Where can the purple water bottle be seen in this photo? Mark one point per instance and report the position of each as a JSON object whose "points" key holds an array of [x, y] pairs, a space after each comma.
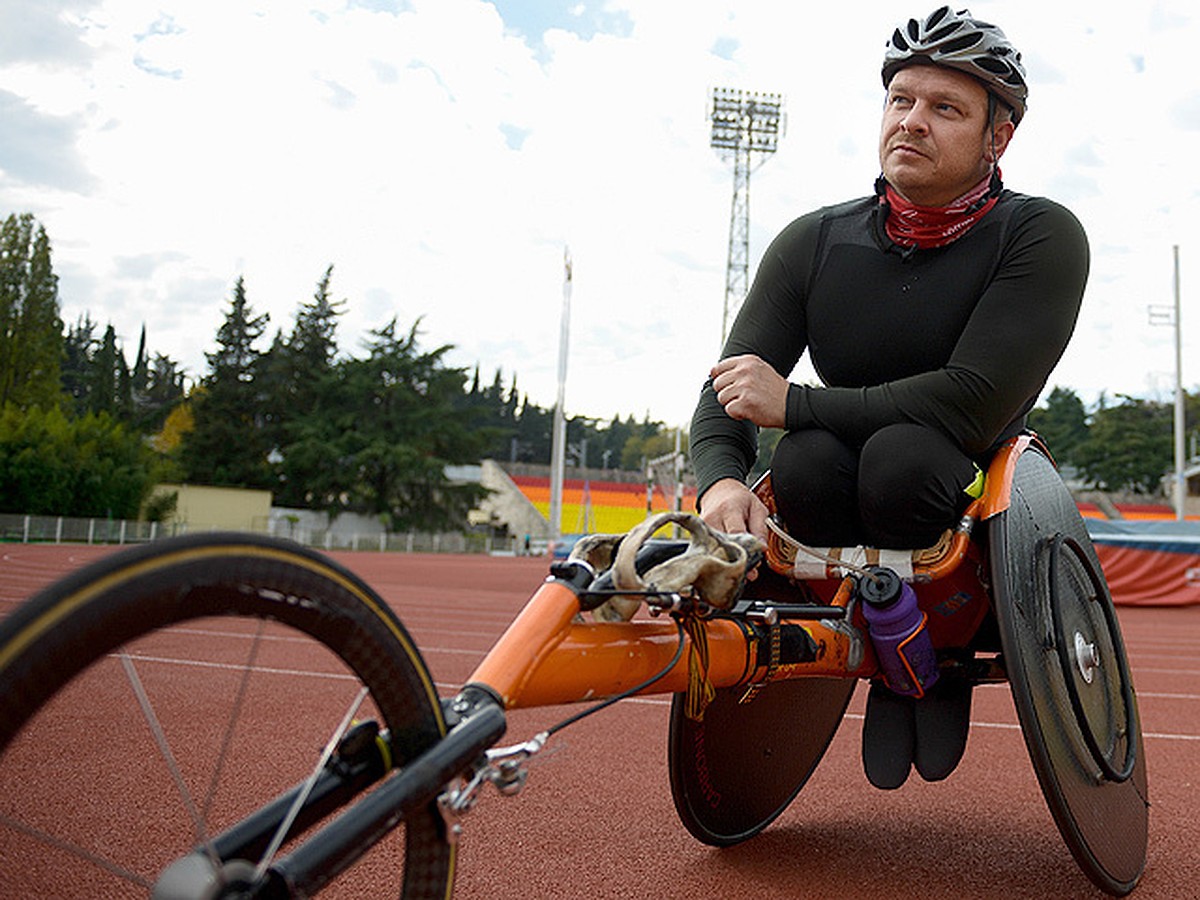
{"points": [[899, 633]]}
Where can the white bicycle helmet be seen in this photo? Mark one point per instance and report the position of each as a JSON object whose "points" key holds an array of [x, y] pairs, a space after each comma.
{"points": [[957, 40]]}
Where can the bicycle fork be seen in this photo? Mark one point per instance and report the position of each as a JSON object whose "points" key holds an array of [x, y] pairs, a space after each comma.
{"points": [[221, 868]]}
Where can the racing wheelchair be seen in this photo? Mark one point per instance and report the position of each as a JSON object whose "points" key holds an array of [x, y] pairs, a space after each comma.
{"points": [[372, 757]]}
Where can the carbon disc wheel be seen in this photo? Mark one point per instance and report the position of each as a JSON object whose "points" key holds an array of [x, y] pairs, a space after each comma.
{"points": [[1069, 677]]}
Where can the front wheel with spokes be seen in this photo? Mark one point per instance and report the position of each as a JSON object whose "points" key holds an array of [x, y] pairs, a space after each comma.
{"points": [[157, 697]]}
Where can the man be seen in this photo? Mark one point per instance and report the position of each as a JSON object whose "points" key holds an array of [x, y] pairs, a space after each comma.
{"points": [[933, 311]]}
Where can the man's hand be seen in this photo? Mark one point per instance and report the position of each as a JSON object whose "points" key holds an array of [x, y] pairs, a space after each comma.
{"points": [[748, 388], [730, 507]]}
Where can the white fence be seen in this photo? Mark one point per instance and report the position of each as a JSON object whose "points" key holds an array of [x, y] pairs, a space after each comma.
{"points": [[60, 529]]}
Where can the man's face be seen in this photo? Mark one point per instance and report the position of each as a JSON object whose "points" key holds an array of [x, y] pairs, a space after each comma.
{"points": [[935, 143]]}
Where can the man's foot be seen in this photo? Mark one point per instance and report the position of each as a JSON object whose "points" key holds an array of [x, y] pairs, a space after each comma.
{"points": [[889, 737], [942, 720]]}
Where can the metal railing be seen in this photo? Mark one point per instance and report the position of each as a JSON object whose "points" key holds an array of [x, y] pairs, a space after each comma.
{"points": [[16, 528]]}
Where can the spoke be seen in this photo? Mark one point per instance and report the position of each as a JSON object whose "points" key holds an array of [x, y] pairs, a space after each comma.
{"points": [[303, 796], [160, 737], [234, 717], [76, 851]]}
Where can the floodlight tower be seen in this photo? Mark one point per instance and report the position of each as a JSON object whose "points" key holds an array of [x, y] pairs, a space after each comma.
{"points": [[747, 126]]}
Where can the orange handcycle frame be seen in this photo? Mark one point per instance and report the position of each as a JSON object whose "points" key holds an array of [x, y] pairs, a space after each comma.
{"points": [[1035, 575]]}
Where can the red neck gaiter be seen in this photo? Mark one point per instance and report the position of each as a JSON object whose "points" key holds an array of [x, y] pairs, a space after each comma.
{"points": [[924, 227]]}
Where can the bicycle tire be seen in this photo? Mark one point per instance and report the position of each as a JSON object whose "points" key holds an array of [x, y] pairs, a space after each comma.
{"points": [[61, 643]]}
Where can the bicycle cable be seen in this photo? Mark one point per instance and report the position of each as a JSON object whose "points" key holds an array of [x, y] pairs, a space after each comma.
{"points": [[629, 693]]}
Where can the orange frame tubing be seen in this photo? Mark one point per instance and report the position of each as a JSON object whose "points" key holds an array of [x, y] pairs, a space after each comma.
{"points": [[549, 655]]}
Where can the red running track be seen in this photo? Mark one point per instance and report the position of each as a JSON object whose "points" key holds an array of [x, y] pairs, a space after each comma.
{"points": [[595, 819]]}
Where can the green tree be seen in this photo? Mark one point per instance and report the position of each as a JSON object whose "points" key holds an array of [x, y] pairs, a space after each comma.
{"points": [[301, 391], [85, 467], [1062, 423], [1128, 447], [227, 445], [412, 420], [30, 328]]}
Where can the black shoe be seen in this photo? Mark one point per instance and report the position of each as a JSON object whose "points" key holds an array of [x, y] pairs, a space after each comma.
{"points": [[942, 719], [889, 737]]}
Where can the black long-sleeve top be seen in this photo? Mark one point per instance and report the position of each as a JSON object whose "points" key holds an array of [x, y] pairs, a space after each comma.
{"points": [[960, 339]]}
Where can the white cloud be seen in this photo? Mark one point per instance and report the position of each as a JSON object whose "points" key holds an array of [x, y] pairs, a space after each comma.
{"points": [[442, 156]]}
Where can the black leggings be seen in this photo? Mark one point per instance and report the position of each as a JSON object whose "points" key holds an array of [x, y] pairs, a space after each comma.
{"points": [[901, 490]]}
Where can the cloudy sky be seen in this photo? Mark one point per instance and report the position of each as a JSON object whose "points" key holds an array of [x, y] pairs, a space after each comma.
{"points": [[443, 154]]}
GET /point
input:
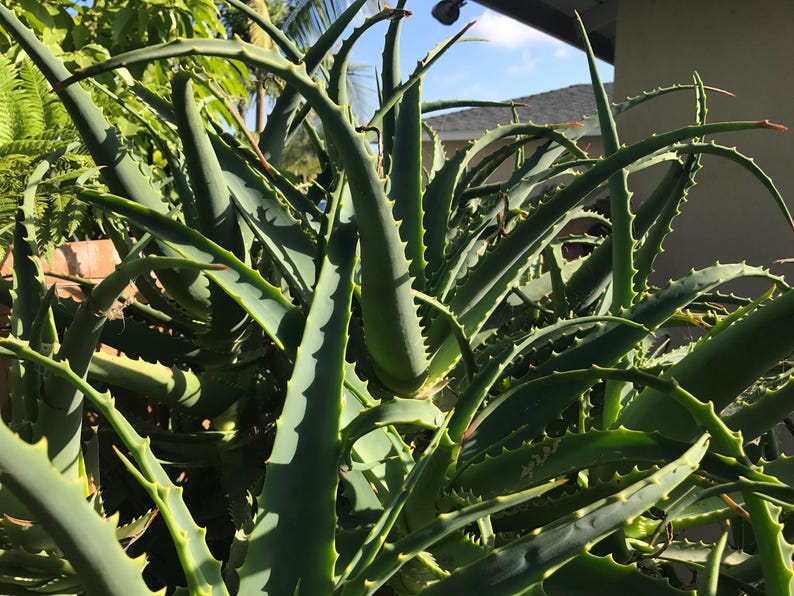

▶ _Work required_:
From the entries above, extract every line that contains the word "bicycle" and reproduce each one in full.

▶ _In response_:
Where can the white bicycle helmet be seen in this photo? Mark one point per instance and report the position of each as a JSON object whose "points" key holds an array of [x, y] pairs, a space after each comma.
Where can the bicycle fork be seen in this photo? Mark one point per instance and report the position of each as a JSON object whose "points" key holds an array of [x, y] pairs, a space after each comma.
Where can the bicycle tire be seen in this photo? Mark one point per instance and report the position of each as a JSON object whose "points" key holds an array of [x, y] pairs, a space after each comma.
Where can the bicycle cable be seen in this photo? Mark one point per instance and report the position of each as a JSON object whose "points" key holds an array of [x, y] pairs, a space after each comma.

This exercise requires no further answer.